(PROVIDED DATA)

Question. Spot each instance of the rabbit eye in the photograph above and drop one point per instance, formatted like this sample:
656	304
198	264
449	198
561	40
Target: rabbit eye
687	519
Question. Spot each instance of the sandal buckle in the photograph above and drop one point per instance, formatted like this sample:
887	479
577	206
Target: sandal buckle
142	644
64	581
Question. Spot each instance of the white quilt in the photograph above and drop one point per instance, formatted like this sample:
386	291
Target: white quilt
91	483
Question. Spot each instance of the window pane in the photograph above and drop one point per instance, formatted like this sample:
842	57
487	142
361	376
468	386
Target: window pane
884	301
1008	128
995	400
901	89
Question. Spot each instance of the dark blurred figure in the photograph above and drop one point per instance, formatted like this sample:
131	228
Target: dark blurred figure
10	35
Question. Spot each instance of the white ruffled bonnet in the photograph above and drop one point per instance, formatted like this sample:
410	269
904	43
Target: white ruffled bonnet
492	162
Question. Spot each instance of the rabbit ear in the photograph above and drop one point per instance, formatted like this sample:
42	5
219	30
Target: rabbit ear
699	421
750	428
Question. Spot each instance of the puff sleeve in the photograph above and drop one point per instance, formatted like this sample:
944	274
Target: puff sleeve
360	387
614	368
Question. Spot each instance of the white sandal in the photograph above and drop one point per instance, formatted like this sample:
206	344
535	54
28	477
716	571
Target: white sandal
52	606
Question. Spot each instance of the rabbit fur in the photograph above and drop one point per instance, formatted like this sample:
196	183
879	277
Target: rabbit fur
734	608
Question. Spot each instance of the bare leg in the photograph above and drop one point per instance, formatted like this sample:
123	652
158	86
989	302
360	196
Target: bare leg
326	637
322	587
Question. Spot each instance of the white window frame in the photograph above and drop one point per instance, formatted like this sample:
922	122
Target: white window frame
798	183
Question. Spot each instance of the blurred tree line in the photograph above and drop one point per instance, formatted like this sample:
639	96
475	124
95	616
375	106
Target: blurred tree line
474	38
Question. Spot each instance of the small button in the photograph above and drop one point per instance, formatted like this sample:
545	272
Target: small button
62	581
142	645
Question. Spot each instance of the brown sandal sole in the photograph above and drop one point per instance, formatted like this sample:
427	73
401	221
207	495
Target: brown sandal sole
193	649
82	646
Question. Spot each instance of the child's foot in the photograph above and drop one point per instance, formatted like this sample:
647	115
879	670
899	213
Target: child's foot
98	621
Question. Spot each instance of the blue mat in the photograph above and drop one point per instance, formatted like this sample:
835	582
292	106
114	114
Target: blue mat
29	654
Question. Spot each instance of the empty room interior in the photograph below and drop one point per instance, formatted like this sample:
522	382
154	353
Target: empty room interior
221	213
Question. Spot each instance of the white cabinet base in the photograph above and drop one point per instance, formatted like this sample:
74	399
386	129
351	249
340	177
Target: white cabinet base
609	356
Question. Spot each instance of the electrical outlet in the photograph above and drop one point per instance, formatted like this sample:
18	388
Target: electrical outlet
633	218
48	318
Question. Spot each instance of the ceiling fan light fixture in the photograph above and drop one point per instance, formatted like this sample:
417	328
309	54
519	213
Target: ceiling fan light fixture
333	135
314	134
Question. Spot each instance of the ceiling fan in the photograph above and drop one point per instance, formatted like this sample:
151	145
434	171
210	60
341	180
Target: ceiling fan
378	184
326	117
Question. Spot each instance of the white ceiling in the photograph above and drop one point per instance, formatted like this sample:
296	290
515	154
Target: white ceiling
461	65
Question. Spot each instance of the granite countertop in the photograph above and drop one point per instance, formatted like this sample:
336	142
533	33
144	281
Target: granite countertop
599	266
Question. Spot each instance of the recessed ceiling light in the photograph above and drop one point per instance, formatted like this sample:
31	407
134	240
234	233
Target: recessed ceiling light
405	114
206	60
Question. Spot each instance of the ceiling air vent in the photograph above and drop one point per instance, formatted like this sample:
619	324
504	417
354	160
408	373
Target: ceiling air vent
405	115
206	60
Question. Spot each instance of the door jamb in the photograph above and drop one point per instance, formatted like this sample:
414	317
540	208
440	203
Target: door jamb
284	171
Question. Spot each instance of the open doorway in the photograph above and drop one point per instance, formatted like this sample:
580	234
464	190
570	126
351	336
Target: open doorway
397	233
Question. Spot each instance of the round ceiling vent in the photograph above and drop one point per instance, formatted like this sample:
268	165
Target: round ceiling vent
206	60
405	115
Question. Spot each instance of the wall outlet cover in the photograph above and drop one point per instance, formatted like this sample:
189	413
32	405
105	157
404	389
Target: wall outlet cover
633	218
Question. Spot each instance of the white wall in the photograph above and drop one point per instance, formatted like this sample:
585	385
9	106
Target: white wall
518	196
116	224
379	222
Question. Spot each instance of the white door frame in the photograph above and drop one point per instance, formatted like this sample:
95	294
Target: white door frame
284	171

(End PROVIDED DATA)

For each entry above, write out an exact copy.

Question. Spot each instance of the rabbit eye in the photograph above and drop one point per instance, formatted like this sample:
656	304
198	264
449	198
561	40
Target: rabbit eye
687	519
Question. Spot each instance of the sandal buckle in the photograph above and drop one point per instance, formatted like this sample:
887	479
577	206
Target: sandal buckle
142	644
64	581
Question. Spot each instance of the white quilt in the photograph above and drop one point per instance, formatted like this sample:
386	291
Target: white quilt
91	483
Question. Spot each instance of the window pane in the photograph above and drop one point per instance, formatted like this sample:
842	57
487	142
361	376
468	386
Target: window pane
884	301
1008	128
995	400
901	89
Question. Spot each instance of the dark blurred figure in the photograph above and drop one point per instance, formatted like this sample:
131	228
Target: dark blurred figure
10	35
Question. Spot each instance of the white ruffled bonnet in the photograph above and drop one point per instance, formatted like this sample:
410	269
904	43
Target: white ruffled bonnet
492	162
Question. Spot each instance of the rabbit ear in the photograph above and drop one point per instance, formatted like this sample:
42	5
219	30
Target: rabbit ear
699	421
750	428
Question. Spot each instance of the puff sleeve in the photograph above and drop one point per instance, formatted like this sample:
944	274
Target: puff sleeve
360	387
614	368
Question. Spot each instance of the white sandal in the photograph above and drop one point per instance, formatted like this sample:
206	344
535	54
28	477
716	571
Target: white sandal
52	606
Question. Spot each instance of the rabbit fur in the photograph above and drop one point per instance, formatted like this sample:
196	183
879	277
Target: rabbit fur
734	608
Question. Spot each instance of the bare leg in the photograph above and drop one point per instance, formatted like this sample:
123	652
158	86
989	302
360	196
Target: bare leg
326	637
322	587
Question. Spot each instance of the white window frame in the photograph above and drop one point per instance, formatted like this sample:
922	122
Target: white window frame
798	183
Question. Spot each instance of the blurred tree line in the photograph above and drop one point per instance, formatted like this sample:
639	96
475	124
95	616
375	106
Target: blurred tree line
474	38
Question. Spot each instance of the small button in the photograph above and drop one point per instance, formatted like this sample:
545	272
Target: small button
62	581
142	645
Question. Spot each instance of the brown sandal sole in the photograph above and drop one point per instance, formatted like this sample:
427	73
401	221
207	495
Target: brown sandal sole
193	649
82	646
Question. Spot each instance of the child's foot in the photograph above and drop one point per instance, formatted like this sample:
647	115
879	670
899	213
Target: child's foot
98	621
Question. Spot each instance of the blue mat in the photograph above and drop one point per instance, formatted like this sample:
835	582
292	106
114	114
Target: blue mat
29	654
Question. Spot each instance of the empty room interior in the photograph below and drop one point per instance, formatted like this sample:
522	382
154	353
Target: empty room interior
221	213
Question. Spot each instance of the white cabinet base in the photograph above and drop one point per instance, formatted like this sample:
74	399
386	129
351	249
340	177
Target: white cabinet base
609	356
Question. Spot each instance of the electrical outlet in the photograph above and drop one point per instance, formatted like this sample:
18	388
Target: electrical outlet
633	218
48	318
Question. Spot each instance of the ceiling fan light fixture in the photograph above and drop one point per instance, formatted like this sample:
417	328
309	54
519	213
Target: ceiling fan light fixture
333	135
314	134
Question. Spot each instance of the ceiling fan in the photograph above and drop one point per instance, formatted like this sample:
151	145
434	171
210	60
341	180
Target: ceiling fan
378	184
326	117
Question. Spot each instance of the white ceiling in the photograph above and drop one point per instance, formatted like this sample:
296	290
515	154
Target: white ceiling
461	65
Question. Spot each instance of the granite countertop in the photograph above and drop one point per instance, formatted like this sample:
336	142
533	33
144	281
Target: granite countertop
599	266
Question. Spot each instance of the recessed ceiling light in the photograph above and drop one point per instance, formatted like this sample:
31	407
134	240
234	233
Target: recessed ceiling light
405	114
206	60
Question. Spot each instance of the ceiling air vent in the photograph above and drop one point per instance, formatted like this sample:
619	324
504	417
354	160
408	373
Target: ceiling air vent
405	115
206	60
Question. Spot each instance of the door jamb in the photograph above and drop one point per instance, formatted like this sample:
414	317
540	208
440	203
Target: door jamb
284	171
Question. Spot each instance of the open doorway in the photograph above and drop one point per instance, formatted like this sample:
580	234
464	190
570	126
351	336
Target: open doorway
397	233
Question. Spot each instance of the round ceiling vent in the photograph above and drop one point per instance, formatted like this sample:
268	165
Target: round ceiling vent
206	60
405	115
Question. Spot each instance of the wall outlet cover in the photograph above and drop one point per instance, formatted like this sample:
189	413
32	405
105	157
404	389
Target: wall outlet cover
633	218
Question. Spot each instance of the white wall in the photograph above and drop one point per instance, formatted like this sample:
585	385
9	106
Target: white wall
518	196
116	224
379	222
Question. Spot each instance of the white door frame in the photograph above and drop one point per instance, formatted like this sample:
95	294
Target: white door frame
284	171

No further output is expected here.